--- Information given Enclosed Below ---
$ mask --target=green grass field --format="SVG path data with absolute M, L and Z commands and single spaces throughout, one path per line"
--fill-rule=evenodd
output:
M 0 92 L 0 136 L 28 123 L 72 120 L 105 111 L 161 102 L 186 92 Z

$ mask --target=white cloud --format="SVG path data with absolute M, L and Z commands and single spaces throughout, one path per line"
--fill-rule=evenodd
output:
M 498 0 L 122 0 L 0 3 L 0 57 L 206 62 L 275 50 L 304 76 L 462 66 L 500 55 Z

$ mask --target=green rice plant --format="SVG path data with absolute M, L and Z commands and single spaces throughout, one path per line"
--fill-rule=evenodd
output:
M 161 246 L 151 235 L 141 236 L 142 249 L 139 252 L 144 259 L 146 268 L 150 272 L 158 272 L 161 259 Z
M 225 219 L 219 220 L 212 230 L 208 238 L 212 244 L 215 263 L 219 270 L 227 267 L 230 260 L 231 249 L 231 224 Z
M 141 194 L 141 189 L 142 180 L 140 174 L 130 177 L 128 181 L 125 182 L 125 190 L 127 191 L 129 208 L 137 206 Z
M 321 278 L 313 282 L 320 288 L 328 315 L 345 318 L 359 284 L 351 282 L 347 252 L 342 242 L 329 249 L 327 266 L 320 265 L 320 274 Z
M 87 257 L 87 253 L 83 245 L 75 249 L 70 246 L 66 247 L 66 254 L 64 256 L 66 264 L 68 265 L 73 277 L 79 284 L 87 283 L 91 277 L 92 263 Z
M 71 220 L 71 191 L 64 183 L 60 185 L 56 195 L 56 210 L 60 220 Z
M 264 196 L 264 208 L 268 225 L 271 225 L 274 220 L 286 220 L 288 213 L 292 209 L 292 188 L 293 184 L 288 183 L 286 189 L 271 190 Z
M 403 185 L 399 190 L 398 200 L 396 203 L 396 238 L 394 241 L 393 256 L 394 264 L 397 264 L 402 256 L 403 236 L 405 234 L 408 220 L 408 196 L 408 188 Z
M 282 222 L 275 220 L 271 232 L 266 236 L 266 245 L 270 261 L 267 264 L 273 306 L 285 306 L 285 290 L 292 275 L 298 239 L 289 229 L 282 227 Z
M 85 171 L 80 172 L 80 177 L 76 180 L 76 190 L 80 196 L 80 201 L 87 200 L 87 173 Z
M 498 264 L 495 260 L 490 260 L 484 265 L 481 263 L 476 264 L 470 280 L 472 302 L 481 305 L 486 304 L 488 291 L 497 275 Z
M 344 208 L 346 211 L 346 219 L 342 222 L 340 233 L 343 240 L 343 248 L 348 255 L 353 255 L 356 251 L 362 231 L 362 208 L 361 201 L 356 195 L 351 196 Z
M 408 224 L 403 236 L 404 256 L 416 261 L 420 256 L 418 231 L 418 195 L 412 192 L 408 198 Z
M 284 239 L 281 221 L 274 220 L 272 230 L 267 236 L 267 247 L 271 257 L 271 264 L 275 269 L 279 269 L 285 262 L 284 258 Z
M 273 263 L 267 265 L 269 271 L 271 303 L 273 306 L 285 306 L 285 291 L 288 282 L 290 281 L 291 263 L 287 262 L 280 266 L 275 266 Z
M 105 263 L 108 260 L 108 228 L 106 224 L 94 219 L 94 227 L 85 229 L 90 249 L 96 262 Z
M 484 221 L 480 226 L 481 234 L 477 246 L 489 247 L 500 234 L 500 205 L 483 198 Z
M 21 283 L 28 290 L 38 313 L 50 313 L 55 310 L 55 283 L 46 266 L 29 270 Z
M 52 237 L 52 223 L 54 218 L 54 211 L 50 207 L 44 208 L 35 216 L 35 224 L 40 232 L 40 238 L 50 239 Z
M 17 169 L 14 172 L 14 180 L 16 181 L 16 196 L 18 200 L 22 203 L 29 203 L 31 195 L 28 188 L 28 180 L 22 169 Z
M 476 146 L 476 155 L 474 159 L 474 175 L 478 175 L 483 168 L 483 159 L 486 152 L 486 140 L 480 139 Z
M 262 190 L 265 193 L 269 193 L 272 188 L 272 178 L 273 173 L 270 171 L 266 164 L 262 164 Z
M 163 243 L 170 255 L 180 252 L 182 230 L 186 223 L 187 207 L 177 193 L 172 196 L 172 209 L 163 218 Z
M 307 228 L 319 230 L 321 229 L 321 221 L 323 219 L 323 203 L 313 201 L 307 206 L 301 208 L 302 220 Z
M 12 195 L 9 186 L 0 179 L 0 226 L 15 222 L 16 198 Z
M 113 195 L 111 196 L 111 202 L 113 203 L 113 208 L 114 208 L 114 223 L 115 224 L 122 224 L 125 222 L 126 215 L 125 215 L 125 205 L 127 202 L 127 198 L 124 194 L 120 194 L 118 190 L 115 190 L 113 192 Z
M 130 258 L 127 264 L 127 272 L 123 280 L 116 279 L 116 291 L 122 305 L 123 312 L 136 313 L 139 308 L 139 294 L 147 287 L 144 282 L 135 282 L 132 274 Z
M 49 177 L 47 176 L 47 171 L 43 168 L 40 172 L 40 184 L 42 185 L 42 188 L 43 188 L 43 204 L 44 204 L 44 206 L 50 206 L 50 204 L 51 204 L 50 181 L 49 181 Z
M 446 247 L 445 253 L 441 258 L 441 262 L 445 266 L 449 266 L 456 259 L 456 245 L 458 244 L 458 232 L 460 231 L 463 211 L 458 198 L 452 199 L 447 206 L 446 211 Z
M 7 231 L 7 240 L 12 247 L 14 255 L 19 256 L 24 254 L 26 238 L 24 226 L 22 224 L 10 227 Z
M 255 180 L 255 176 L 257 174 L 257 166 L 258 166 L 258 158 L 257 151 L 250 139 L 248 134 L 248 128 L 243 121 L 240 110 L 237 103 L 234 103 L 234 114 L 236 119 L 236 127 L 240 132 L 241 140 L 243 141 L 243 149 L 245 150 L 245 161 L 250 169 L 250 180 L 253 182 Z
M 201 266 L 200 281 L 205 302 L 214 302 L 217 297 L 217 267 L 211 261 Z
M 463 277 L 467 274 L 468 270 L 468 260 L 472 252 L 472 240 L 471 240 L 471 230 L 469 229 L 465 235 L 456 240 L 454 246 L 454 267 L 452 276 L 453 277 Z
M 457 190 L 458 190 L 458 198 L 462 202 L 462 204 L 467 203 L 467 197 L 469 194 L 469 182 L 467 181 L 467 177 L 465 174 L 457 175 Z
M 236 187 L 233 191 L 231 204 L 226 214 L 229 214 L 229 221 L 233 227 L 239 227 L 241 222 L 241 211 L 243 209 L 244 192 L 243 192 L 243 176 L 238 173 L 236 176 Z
--- End of Enclosed Information given ---
— About this exercise —
Exact copies of every record are required, so retype them in full.

— Solution below —
$ mask --target=green grass field --format="SVG path data with absolute M, L and Z commands and single spaces throughout, one path per line"
--fill-rule=evenodd
output:
M 0 92 L 0 136 L 28 123 L 72 120 L 105 111 L 161 102 L 186 92 Z

$ mask --target=white cloud --format="SVG path data with absolute M, L and Z commands and single spaces throughout, one path per line"
--fill-rule=evenodd
output:
M 498 0 L 122 0 L 0 3 L 0 57 L 206 62 L 275 50 L 304 76 L 462 66 L 500 55 Z

$ mask --target=green rice plant --format="SVG path data with absolute M, L and Z commands and single spaces throughout, one path per line"
--fill-rule=evenodd
output:
M 161 246 L 151 235 L 141 236 L 142 249 L 139 252 L 144 259 L 146 268 L 150 272 L 158 272 L 161 259 Z
M 225 219 L 219 220 L 212 230 L 208 238 L 212 244 L 215 263 L 219 270 L 227 267 L 230 260 L 231 249 L 231 224 Z
M 141 194 L 141 189 L 142 180 L 140 174 L 130 177 L 128 181 L 125 182 L 125 190 L 127 191 L 129 208 L 137 206 Z
M 321 278 L 313 282 L 320 288 L 328 315 L 345 318 L 359 284 L 351 282 L 347 252 L 342 242 L 329 249 L 327 266 L 320 265 L 320 274 Z
M 87 257 L 87 253 L 83 245 L 75 249 L 70 246 L 66 247 L 66 254 L 64 256 L 66 264 L 68 265 L 73 277 L 79 284 L 87 283 L 91 277 L 92 263 Z
M 71 220 L 71 191 L 64 183 L 60 185 L 56 195 L 56 210 L 60 220 Z
M 264 196 L 264 208 L 268 225 L 271 225 L 274 220 L 286 220 L 288 213 L 292 209 L 292 188 L 293 184 L 288 183 L 286 189 L 271 190 Z
M 403 185 L 399 190 L 398 200 L 396 203 L 396 238 L 394 241 L 393 256 L 394 264 L 397 264 L 402 256 L 403 236 L 405 234 L 408 220 L 408 196 L 408 188 Z
M 282 222 L 275 220 L 271 232 L 266 236 L 266 245 L 270 261 L 267 264 L 273 306 L 285 306 L 285 290 L 292 275 L 298 239 L 289 229 L 282 227 Z
M 85 171 L 80 172 L 80 177 L 76 180 L 76 190 L 80 196 L 80 201 L 87 200 L 87 173 Z
M 498 264 L 495 260 L 490 260 L 484 265 L 481 263 L 476 264 L 470 280 L 472 302 L 481 305 L 486 304 L 488 291 L 497 275 Z
M 344 208 L 346 211 L 346 219 L 342 222 L 340 233 L 343 240 L 343 248 L 348 255 L 353 255 L 356 251 L 362 231 L 362 208 L 361 201 L 356 195 L 351 196 Z
M 408 224 L 403 236 L 404 256 L 416 261 L 420 256 L 418 231 L 418 195 L 412 192 L 408 198 Z
M 284 239 L 281 221 L 274 220 L 272 230 L 267 236 L 267 247 L 271 257 L 271 264 L 275 269 L 279 269 L 285 262 L 284 258 Z
M 273 263 L 267 265 L 269 271 L 271 303 L 273 306 L 285 306 L 285 291 L 288 282 L 290 281 L 291 263 L 287 262 L 280 266 L 275 266 Z
M 105 263 L 108 260 L 108 228 L 106 224 L 94 219 L 94 227 L 85 229 L 90 249 L 96 262 Z
M 484 221 L 480 226 L 481 234 L 477 246 L 489 247 L 500 234 L 500 205 L 483 198 Z
M 21 283 L 28 290 L 38 313 L 50 313 L 55 310 L 55 283 L 46 266 L 29 270 Z
M 52 237 L 52 223 L 54 218 L 54 211 L 50 207 L 44 208 L 35 216 L 35 224 L 40 232 L 40 238 L 50 239 Z
M 17 169 L 14 172 L 14 180 L 16 181 L 16 196 L 18 200 L 22 203 L 29 203 L 31 195 L 28 188 L 28 180 L 22 169 Z
M 476 146 L 476 155 L 474 159 L 474 175 L 478 175 L 483 168 L 483 159 L 486 152 L 486 140 L 480 139 Z
M 262 190 L 265 193 L 269 193 L 272 188 L 272 178 L 273 173 L 270 171 L 266 164 L 262 164 Z
M 163 243 L 170 255 L 180 252 L 182 230 L 186 223 L 187 207 L 177 193 L 172 196 L 172 209 L 163 218 Z
M 307 228 L 319 230 L 321 229 L 321 221 L 323 219 L 323 203 L 313 201 L 307 206 L 301 208 L 302 220 Z
M 12 195 L 9 186 L 0 179 L 0 226 L 15 222 L 16 198 Z
M 113 195 L 111 196 L 111 202 L 113 203 L 113 208 L 114 208 L 114 223 L 115 224 L 122 224 L 125 222 L 126 215 L 125 215 L 125 205 L 127 202 L 127 198 L 124 194 L 120 194 L 118 190 L 115 190 L 113 192 Z
M 130 258 L 127 264 L 127 272 L 123 280 L 116 279 L 116 291 L 122 305 L 123 312 L 136 313 L 139 308 L 139 294 L 147 287 L 144 282 L 135 282 L 132 274 Z
M 49 177 L 47 176 L 47 171 L 43 168 L 40 172 L 40 184 L 42 185 L 42 188 L 43 188 L 43 204 L 44 204 L 44 206 L 50 206 L 50 204 L 51 204 L 50 181 L 49 181 Z
M 446 247 L 445 253 L 441 258 L 441 262 L 445 266 L 449 266 L 456 259 L 456 245 L 458 244 L 458 232 L 460 231 L 463 211 L 458 198 L 452 199 L 447 206 L 446 211 Z
M 7 231 L 7 240 L 12 247 L 14 255 L 19 256 L 24 254 L 26 238 L 24 226 L 22 224 L 10 227 Z
M 255 180 L 255 176 L 257 174 L 257 166 L 258 166 L 258 158 L 257 151 L 250 139 L 248 134 L 248 128 L 243 121 L 240 110 L 237 103 L 234 103 L 234 114 L 236 119 L 236 127 L 240 132 L 241 140 L 243 141 L 243 149 L 245 150 L 245 161 L 250 169 L 250 180 L 253 182 Z
M 201 266 L 200 281 L 205 302 L 214 302 L 217 297 L 217 267 L 211 261 Z
M 463 277 L 467 274 L 468 270 L 468 260 L 472 252 L 472 240 L 471 240 L 471 230 L 469 229 L 465 235 L 456 240 L 454 246 L 454 267 L 452 276 L 453 277 Z
M 457 190 L 458 190 L 458 198 L 462 202 L 462 204 L 467 203 L 467 197 L 469 194 L 469 182 L 467 181 L 467 177 L 465 174 L 457 175 Z
M 236 187 L 233 191 L 231 204 L 226 214 L 229 214 L 229 221 L 233 227 L 239 227 L 241 222 L 241 211 L 243 209 L 244 192 L 243 192 L 243 176 L 238 173 L 236 176 Z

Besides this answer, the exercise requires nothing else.